2. The scroll compressor according to claim 1, wherein said chemical compound layer is formed by nitriding.
3. The scroll compressor according to claim 1, wherein said chemical compound layer is formed by ion plating.
4. The scroll compressor according to claim 3, wherein said chemical compound layer is made of chromium nitride.
5. The scroll compressor according to claim 3, wherein said chemical compound layer is made of titanium nitride.
6. The scroll compressor according to claim 3, wherein said chemical compound layer is made of titanium carbide.
7. The scroll compressor according to claim 3, wherein said chemical compound layer is made of high-hardness diamond-like carbon crystal.
8. The scroll compressor according to claim 3, wherein said chemical compound layer is made of titanium carbonitride.
9. The scroll compressor according to claim 1, wherein said chemical compound layer is formed by plating.
10. The scroll compressor according to claim 9, wherein said chemical compound layer is made of hard chromium.
11. The scroll compressor according to claim 9, wherein said chemical compound layer is made of nickel.
12. The scroll compressor according to claim 9, wherein said chemical compound layer is made of nickel boron.
13. The scroll compressor according to claim 1, wherein said closed vessel contains refrigerant gas containing no chlorine.
14. The scroll compressor according to claim 13, wherein said refrigerant gas contained in said closed vessel comprises fluorinated hydrocarbon refrigerant gas, and said closed vessel further contains polyol ester oil-based lubricating oil.
16. The scroll compressor according to claim 15, wherein said chemical compound layer is formed by nitriding.
17. The scroll compressor according to claim 15, wherein said chemical compound layer is formed by ion plating.

● **Provided data**
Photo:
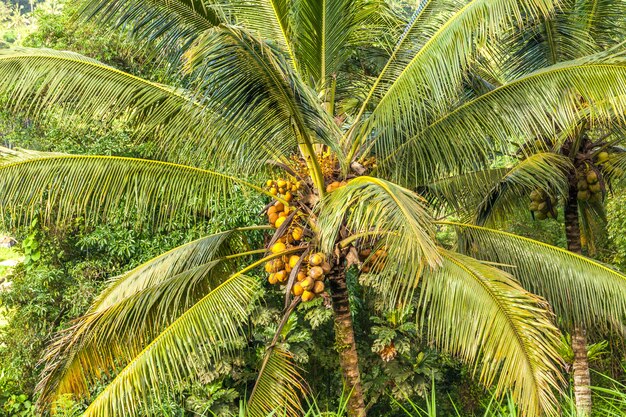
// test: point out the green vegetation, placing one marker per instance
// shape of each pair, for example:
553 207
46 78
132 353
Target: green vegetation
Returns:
313 208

● **Things to do**
A – Answer these from the scroll compressor claims, one line each:
(i) In claim 4, what is the chemical compound layer made of?
(ii) Under claim 13, what does the refrigerant gas in the closed vessel contain none of?
(iii) Under claim 14, what oil does the closed vessel also contain?
B – Carry the scroll compressor claims forward from claim 17.

● **Answers for this exercise**
A –
(i) Chromium nitride
(ii) Chlorine
(iii) Polyol ester oil-based lubricating oil

B –
18. The scroll compressor according to claim 17, wherein said chemical compound layer is made of chromium nitride.
19. The scroll compressor according to claim 17, wherein said chemical compound layer is made of titanium nitride.
20. The scroll compressor according to claim 17, wherein said chemical compound layer is made of titanium carbide.
21. The scroll compressor according to claim 17, wherein said chemical compound layer is made of high-hardness diamond-like carbon crystal.
22. The scroll compressor according to claim 17, wherein said chemical compound layer is made of titanium carbonitride.
23. The scroll compressor according to claim 15, wherein said chemical compound layer is formed by plating.
24. The scroll compressor according to claim 23, wherein said chemical compound layer is made of hard chromium.
25. The scroll compressor according to claim 23, wherein said chemical compound layer is made of nickel.
26. The scroll compressor according to claim 23, wherein said chemical compound layer is made of nickel boron.
27. The scroll compressor according to claim 15, wherein said closed vessel contains refrigerant gas containing no chlorine.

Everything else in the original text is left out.